◆ WHAT IS ASKED
1) Summarize the passage on servo motors and manual control in two sentences.
2) Resume the passage on servo motors and manual control, starting after its last sentence.

◆ EXCERPTED TEXT
But then the question is, does a servo motor allow for manual control when it is not operating?
For typical R/C servos, the answer would be "no", as long as power and position signal is applied; if the power is removed (and the positioning signal - you should never apply a positioning signal to a servo without it being powered; it can damage the servo - some servos have protection against this, but not all). If there is no power supplied to the servo, the servo can be "back-driven", but this is bad for the internals of most servos (stripped gears being the most common).
Won't it just lock in a particular position, preventing the user from manually using the switch?
Only if power and signal is applied - see above.
Is there a particular type of servo that I should look for? Or maybe this approach is wrong to begin with?
I would think if such a device existed, it likely wouldn't be a standard R/C servo (or use the same signals), and it would likely be very expensive.

◆ INFORMATION SHOWN

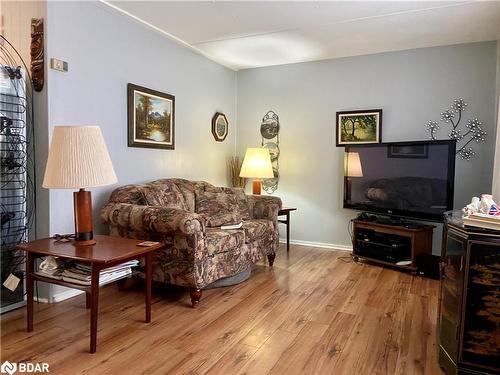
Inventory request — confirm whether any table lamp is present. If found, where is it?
[345,152,363,201]
[42,126,117,246]
[240,148,274,195]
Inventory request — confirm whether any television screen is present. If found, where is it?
[344,140,456,221]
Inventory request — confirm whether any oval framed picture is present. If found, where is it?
[212,112,229,142]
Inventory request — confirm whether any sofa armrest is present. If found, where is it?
[248,195,282,222]
[101,202,206,235]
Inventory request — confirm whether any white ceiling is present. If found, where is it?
[103,1,500,70]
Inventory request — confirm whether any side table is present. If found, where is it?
[278,207,297,253]
[18,235,162,353]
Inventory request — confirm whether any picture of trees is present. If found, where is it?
[337,110,382,145]
[128,84,175,149]
[135,91,172,142]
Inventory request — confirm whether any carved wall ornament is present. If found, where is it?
[260,111,280,194]
[31,18,44,91]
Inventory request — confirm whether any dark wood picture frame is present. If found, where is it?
[127,83,175,150]
[335,108,382,146]
[212,112,229,142]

◆ TASK-BY-TASK OUTPUTS
1) A typical R/C servo holds its position and cannot be moved by hand as long as power and a position signal are applied. Without power it can be back-driven, though this is bad for the internals of most servos, and a device that allowed manual control would likely not be a standard R/C servo and would probably be very expensive.

2)
Back in the day, when televisions had knobs and remote controls came on the scene, there were motor controlled channel changers; they allowed you to change the channels on the TV, but you could still manually switch the channels if needed. I am not sure how such devices worked, but I imagine that they had some kind of integrated electro-mechanical (or similar) clutch that would engage the switch when turned on, then disengage (to allow manual control) when they turned off. In effect, probably something similar to how the starter motor on a car works (the gear on the starter motor only engages the flywheel while starting the car; there is a solenoid that controls the position of the pinion on the motor - though some motors use a completely mechanical method as well).
So - perhaps look into how these systems do it; I would have to say, though, that this would be something you would have to build yourself, and it wouldn't be easy nor inexpensive. There may still exist motorized multi-pole switches; but again, they are not likely to be inexpensive (if they can be had at all).
I am curious why you are going for such an electro-mechanical method in the first place, and not simply using a digital solution of some sort...?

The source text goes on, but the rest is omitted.